ОТРЫВОК ТЕКСТА >>
··········
Упомяну и об упреках, последовавших также от обеих враждующих сторон в том, что мои взгляды, как и я сам, противоречивы и непоследовательны. Действительно, нелегко выстроить по порядку и понять все перипетии, приведшие коммуниста-революционера, теоретика марксизма и сталиниста в стан бунтовщиков вначале против Сталина, затем против собственной государственной системы и, наконец, против господствующей идеологии. Однако подобные упреки можно предъявить не только большинству еретиков, известных в истории человечества, но и любому из зачинателей чего-либо нового. Разве не правомернее искать объяснение в катаклизмах нашего века, в обстоятельствах, в которых я принужден был жить и работать? Мне нетрудно принять любой упрек, за исключением того, что я, мол, не смог остаться верен самому себе. Мое решительное неприятие такого рода упреков представляется тем более оправданным, что в своих трудах я и не претендую на создание всеобъемлющих идеологических концепций, но, высвечивая фрагменты своего времени и формы бытования своей среды, стремлюсь лишь к расширению диапазона человеческого знания и представления о судьбе человека.
··········
[Извлеченные записи]

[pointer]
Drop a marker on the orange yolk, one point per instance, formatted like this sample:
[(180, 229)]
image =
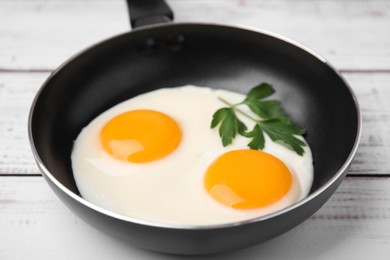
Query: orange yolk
[(247, 179), (140, 136)]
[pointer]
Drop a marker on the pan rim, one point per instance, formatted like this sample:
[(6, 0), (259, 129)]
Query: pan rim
[(156, 224)]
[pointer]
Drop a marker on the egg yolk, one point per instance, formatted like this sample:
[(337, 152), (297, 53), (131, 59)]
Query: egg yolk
[(247, 179), (140, 136)]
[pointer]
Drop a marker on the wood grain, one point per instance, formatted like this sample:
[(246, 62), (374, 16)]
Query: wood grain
[(18, 89), (39, 35), (354, 222)]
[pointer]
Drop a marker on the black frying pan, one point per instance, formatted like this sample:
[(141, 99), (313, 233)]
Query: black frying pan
[(169, 55)]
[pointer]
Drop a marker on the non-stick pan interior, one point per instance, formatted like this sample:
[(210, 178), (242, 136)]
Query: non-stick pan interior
[(206, 55)]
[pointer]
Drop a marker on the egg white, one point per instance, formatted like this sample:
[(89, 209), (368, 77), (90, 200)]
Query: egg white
[(171, 190)]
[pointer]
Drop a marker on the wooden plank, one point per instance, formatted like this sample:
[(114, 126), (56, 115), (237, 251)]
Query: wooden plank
[(40, 35), (353, 224), (18, 89), (373, 92)]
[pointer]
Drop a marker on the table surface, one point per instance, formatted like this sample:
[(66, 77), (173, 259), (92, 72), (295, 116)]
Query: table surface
[(37, 36)]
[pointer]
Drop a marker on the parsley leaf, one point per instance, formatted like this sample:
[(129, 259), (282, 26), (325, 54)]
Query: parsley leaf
[(272, 120), (229, 124)]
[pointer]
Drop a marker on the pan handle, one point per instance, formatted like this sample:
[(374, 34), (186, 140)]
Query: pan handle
[(148, 12)]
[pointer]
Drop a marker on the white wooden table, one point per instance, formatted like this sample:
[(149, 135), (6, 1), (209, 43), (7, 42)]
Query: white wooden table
[(37, 36)]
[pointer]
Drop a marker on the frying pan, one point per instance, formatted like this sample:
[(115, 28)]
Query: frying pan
[(219, 56)]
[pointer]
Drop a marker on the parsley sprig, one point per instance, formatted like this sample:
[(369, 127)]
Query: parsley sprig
[(271, 119)]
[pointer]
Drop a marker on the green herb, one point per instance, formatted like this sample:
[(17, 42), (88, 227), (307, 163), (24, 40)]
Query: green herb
[(270, 119)]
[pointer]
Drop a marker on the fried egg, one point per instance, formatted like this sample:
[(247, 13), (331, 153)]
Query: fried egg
[(155, 158)]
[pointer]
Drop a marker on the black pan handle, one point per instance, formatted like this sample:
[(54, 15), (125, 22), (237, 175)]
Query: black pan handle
[(147, 12)]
··········
ЗАДАНИЯ >>
A. Объясните в одном–трех предложениях, почему автор отрывка об упреках в непоследовательности считает оправданным свое решительное неприятие упрека в том, что он не смог остаться верен самому себе.
B. Пожалуйста, напишите продолжение отрывка об упреках в непоследовательности, начиная сразу после его последнего предложения.
Записи не имеют отношения к отрывку об упреках в непоследовательности.

ОТВЕТЫ >>
A. Автор не претендует в своих трудах на создание всеобъемлющих идеологических концепций. Высвечивая фрагменты своего времени и формы бытования своей среды, он стремится лишь к расширению диапазона человеческого знания и представления о судьбе человека.

B.
   И сегодня, когда я пишу эти строки, мною руководит то же врожденное, полученное с молоком матери, стремление к добру, которое в молодости заставило меня оказаться в самом пекле революции, а в зрелом возрасте поставить под сомнение мои тогдашние достижения, взгляды, совесть – словом, всего себя. И сегодня куда вероятнее предположить, что из-за этой книги, как это происходило в дни моей молодости и как это было еще совсем недавно, я вновь буду оклеветан и подвергнусь гонениям, нежели меня оставят в покое. А ведь я мог бы и дальше жить, как живу теперь, в относительном благополучии, окруженный теплом и уютом семьи.
   Стремление реализовать себя, выразить на бумаге свои мысли и мечты неистребимо, как сама жажда жизни, а порой и сильнее ее. И подчинение творческому императиву есть долг не менее священный, чем любой иной… Ведь созидательная борьба и творчество вечны…
   В заключение необходимо сказать несколько слов о более глубоких побуждениях, непосредственно подтолкнувших меня к написанию этой книги и связанных как с желанием идти в ногу со временем, так и с голосом моей совести как частицы окружающего мира.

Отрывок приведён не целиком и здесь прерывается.